# Clean install sur PBG4: disque de démarrage perdu?!



## dfromparis (20 Novembre 2008)

J'ai cherché sur le forum, trouvé des choses que j'ai déjà essayées sans succès alors j'y vais de ma petite question (c'est un peu long mais ça prouve que je me suis creusé avant de poster):

J'ai fait l'acquisition MacBook Pro la semaine dernière (dont je suis très content), donc je comptais refiler mon Powerbook G4 15p (de 2005) encore très bien à un ami. Comme j'avais partitionné mon DD en 2 parties (HD + Entretien) et que javais installé plein de trucs, j'ai voulu faire une clean intsall de tout le système pour qu'il soit propre. Je suis donc passé par le DVD d'installation (les DVD gris) avec la touche C; ouvert "utilitaire de disque", effacé les 2 partitions pour en refaire une seule et remettre le système OSX.4 d'origine (il y a écrit 10.4.2 d'ailleurs sur ces DVD, je viens de le remarquer). 

Mais là, malheur, il ne reconnait plus aucun disque de démarrage.... j'ai relancé maintes fois, reformarté, vérifié le disque, utilisé une vieille version boite de Mac OS 10.3 'disque noirs) que j'avais, essayé de rebooter avec l'iPod... rien n'y fait....

§ **OBJECTIF**
D'après l'extrait, quelle version du système est inscrite sur les DVD d'installation gris ? Les données qui suivent n'ont aucun lien avec l'extrait.

(Relevés de zones étiquetées)
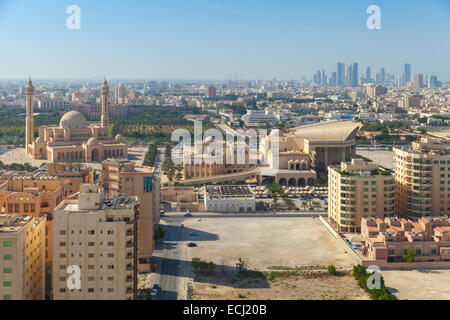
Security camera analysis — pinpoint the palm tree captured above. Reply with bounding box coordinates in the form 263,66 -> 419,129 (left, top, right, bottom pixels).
273,195 -> 278,210
302,201 -> 308,211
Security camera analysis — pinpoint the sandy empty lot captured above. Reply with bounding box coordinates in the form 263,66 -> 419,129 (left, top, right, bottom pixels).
192,274 -> 370,300
381,270 -> 450,300
183,218 -> 352,270
183,218 -> 369,300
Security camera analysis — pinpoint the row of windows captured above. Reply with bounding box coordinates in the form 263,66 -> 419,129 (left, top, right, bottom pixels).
59,230 -> 114,236
59,241 -> 114,247
8,203 -> 36,213
59,288 -> 114,293
59,253 -> 114,258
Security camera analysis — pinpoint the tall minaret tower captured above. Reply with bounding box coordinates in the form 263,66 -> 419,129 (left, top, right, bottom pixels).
25,79 -> 34,153
101,79 -> 109,128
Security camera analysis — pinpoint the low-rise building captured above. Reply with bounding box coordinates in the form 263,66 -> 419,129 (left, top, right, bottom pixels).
204,185 -> 256,213
0,214 -> 45,300
361,216 -> 450,266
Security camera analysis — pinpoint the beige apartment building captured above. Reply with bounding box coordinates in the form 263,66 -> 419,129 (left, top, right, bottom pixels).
46,163 -> 94,196
0,175 -> 70,262
0,214 -> 45,300
394,138 -> 450,217
52,184 -> 139,300
102,159 -> 160,272
328,159 -> 394,232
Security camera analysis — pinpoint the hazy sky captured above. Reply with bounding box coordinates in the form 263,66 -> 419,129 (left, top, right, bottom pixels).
0,0 -> 450,81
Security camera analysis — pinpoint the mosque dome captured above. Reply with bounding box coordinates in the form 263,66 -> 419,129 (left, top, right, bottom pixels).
87,137 -> 100,146
59,111 -> 87,129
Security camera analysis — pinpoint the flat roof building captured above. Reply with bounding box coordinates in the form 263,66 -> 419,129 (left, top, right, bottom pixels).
0,214 -> 45,300
204,185 -> 256,213
361,216 -> 450,267
393,138 -> 450,217
52,184 -> 139,300
102,159 -> 160,272
328,159 -> 394,232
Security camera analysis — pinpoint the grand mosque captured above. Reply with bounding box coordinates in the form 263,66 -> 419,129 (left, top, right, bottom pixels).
25,80 -> 128,162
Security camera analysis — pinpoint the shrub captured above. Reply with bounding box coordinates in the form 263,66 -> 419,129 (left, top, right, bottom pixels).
328,264 -> 337,276
352,265 -> 397,300
403,248 -> 416,262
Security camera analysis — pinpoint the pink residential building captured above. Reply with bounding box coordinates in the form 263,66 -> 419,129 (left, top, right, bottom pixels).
361,216 -> 450,267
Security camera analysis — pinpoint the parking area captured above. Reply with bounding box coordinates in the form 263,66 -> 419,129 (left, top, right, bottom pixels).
183,217 -> 352,270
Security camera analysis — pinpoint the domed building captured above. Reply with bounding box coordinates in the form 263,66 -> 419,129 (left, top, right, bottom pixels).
26,80 -> 128,162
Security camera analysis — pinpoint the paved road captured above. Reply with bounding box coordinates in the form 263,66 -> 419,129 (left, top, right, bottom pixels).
164,211 -> 328,220
150,219 -> 188,300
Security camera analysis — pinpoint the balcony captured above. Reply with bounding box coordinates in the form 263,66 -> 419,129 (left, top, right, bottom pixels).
125,241 -> 134,248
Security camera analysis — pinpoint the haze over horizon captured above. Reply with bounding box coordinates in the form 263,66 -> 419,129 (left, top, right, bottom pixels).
0,0 -> 450,82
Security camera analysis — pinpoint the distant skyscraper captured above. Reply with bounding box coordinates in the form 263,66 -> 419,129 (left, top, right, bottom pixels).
336,62 -> 345,86
348,62 -> 359,87
414,73 -> 423,90
366,67 -> 370,81
403,63 -> 411,84
330,72 -> 337,86
320,70 -> 328,86
208,85 -> 216,98
428,74 -> 438,88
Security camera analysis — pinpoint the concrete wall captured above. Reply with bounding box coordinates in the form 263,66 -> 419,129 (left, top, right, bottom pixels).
319,216 -> 364,265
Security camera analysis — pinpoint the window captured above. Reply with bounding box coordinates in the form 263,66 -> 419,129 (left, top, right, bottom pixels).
144,177 -> 153,192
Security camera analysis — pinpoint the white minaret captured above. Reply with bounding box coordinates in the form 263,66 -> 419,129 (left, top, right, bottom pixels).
101,79 -> 109,128
25,79 -> 34,153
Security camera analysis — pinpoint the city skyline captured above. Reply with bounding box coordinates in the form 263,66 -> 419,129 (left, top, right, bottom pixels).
0,0 -> 450,82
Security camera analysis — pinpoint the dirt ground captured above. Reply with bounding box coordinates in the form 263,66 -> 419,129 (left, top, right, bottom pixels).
381,269 -> 450,300
183,217 -> 353,270
183,217 -> 369,300
191,274 -> 370,300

§ **RÉPONSE**
La version 10.4.2.